Unable to run inference on multiple GPUs
When I try to run the inference (using the generate.py file), I am unable to do so using multiple GPUs. I tried with 7B model, it works fine on one GPU, but the same model doesn't run when I set 'devices=4' which is strange (unless I'm doing something wrong, I just set 'devices=4' followed by fabric.launch()). Ultimately I want to run bigger models using all GPUs but I'm unable to get the smallest one running (which runs fine on a single GPU). My rig has 4 NVIDIA A10G GPUs, each with 23028 MiB memory (as per nvidia-smi). The error I get is following: ''' torch.cuda.OutOfMemoryError: CUDA out of memory. Tried to allocate 12.55 GiB (GPU 2; 22.02 GiB total capacity; 12.55 GiB already allocated; 8.76 GiB free; 12.55 GiB reserved in total by PyTorch) If reserved memory is >> allocated memory try setting max_split_size_mb to avoid fragmentation. See documentation for Memory Management and PYTORCH_CUDA_ALLOC_CONF ''' The error is repeated 4 times, I assume once for each GPU.

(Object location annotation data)
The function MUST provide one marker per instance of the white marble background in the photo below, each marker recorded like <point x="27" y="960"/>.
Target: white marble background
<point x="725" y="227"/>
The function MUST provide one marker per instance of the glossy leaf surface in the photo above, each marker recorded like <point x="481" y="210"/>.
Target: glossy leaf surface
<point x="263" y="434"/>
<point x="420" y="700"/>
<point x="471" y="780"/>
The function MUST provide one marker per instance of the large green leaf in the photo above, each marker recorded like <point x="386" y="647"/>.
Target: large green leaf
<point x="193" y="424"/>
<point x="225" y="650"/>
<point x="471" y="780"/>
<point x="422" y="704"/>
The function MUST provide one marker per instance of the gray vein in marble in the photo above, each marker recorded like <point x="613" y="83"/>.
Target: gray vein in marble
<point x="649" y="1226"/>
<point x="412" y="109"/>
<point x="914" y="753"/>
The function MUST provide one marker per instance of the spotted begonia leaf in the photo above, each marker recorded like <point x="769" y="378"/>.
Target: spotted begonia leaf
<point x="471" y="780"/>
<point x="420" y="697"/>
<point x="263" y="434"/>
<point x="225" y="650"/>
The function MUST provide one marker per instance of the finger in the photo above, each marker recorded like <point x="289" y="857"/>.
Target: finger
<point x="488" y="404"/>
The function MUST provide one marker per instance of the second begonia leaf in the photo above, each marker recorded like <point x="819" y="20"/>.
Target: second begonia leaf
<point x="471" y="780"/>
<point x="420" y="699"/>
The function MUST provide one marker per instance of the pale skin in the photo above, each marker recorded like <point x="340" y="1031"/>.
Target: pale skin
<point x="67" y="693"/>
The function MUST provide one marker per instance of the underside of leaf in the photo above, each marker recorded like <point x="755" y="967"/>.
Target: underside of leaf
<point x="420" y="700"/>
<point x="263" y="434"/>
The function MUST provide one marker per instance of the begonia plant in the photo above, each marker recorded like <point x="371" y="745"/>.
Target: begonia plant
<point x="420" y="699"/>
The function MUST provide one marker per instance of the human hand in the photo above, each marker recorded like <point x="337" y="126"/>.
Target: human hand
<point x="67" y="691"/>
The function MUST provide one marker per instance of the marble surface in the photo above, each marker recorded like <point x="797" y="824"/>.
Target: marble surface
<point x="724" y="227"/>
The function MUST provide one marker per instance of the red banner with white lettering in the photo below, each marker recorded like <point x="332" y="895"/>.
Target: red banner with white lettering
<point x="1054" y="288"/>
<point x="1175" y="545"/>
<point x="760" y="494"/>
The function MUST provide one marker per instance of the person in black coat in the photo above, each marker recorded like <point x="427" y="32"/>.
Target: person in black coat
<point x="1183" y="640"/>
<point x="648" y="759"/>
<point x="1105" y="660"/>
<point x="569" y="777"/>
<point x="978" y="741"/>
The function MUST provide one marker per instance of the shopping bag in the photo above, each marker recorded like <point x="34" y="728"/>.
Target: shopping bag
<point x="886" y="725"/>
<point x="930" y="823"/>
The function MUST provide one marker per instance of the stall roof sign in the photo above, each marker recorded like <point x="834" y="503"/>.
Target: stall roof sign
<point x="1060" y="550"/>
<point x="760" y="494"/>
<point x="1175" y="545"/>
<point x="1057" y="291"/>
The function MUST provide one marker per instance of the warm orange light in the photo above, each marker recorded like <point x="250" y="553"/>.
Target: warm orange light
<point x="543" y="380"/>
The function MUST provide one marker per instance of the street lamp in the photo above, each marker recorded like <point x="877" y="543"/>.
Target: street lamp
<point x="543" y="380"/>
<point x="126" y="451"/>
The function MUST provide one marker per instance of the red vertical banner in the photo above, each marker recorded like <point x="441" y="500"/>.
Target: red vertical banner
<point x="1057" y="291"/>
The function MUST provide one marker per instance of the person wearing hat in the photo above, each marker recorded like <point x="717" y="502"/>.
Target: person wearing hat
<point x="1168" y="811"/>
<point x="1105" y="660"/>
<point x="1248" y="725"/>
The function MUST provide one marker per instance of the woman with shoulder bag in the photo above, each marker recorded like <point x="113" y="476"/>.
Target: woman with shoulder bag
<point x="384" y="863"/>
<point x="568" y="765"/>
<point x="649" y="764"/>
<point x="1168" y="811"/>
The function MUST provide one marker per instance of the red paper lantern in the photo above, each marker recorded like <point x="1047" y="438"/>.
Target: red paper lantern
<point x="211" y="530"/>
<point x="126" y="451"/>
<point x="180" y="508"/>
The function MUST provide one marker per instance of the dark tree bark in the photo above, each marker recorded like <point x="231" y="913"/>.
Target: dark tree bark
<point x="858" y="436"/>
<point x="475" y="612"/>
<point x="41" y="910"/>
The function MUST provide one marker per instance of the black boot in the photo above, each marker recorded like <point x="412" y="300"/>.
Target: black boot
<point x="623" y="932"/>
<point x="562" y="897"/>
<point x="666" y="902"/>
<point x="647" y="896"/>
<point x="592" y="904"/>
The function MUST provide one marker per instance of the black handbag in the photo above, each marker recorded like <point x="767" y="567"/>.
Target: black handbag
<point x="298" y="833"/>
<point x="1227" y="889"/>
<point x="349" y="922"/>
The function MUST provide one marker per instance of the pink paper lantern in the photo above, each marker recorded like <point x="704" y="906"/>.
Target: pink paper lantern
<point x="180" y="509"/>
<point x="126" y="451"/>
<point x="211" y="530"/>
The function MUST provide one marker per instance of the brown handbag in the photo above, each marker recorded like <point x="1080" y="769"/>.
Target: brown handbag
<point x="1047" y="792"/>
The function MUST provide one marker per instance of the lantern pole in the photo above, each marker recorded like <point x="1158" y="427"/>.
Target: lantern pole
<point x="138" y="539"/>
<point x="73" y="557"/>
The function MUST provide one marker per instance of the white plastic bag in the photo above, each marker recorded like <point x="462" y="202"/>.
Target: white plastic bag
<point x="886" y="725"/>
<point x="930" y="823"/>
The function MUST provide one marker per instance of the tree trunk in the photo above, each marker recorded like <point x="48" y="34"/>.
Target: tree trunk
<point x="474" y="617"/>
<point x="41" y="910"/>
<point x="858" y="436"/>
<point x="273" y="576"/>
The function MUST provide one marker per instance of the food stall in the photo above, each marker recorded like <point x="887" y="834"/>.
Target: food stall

## Complete the following
1. Rewrite the entries from the line containing "The function MUST provide one marker per instance of the food" through the end of the entries, changing "food stall" to "market stall" and leaving everything else as is.
2. Write the next part of the post about running inference on multiple GPUs.

## Answers to the exercise
1.
The function MUST provide one marker per instance of the market stall in the photo above, each marker recorded like <point x="887" y="834"/>.
Target: market stall

2.
To run larger models split across devices, generation needs to add support for a technique like FSDP. We'll be implementing this soon.
In the meantime, you can use quantization to run larger models: https://github.com/Lightning-AI/lit-llama/blob/main/howto/inference.md#run-lit-llama-on-consumer-devices
Any update on this?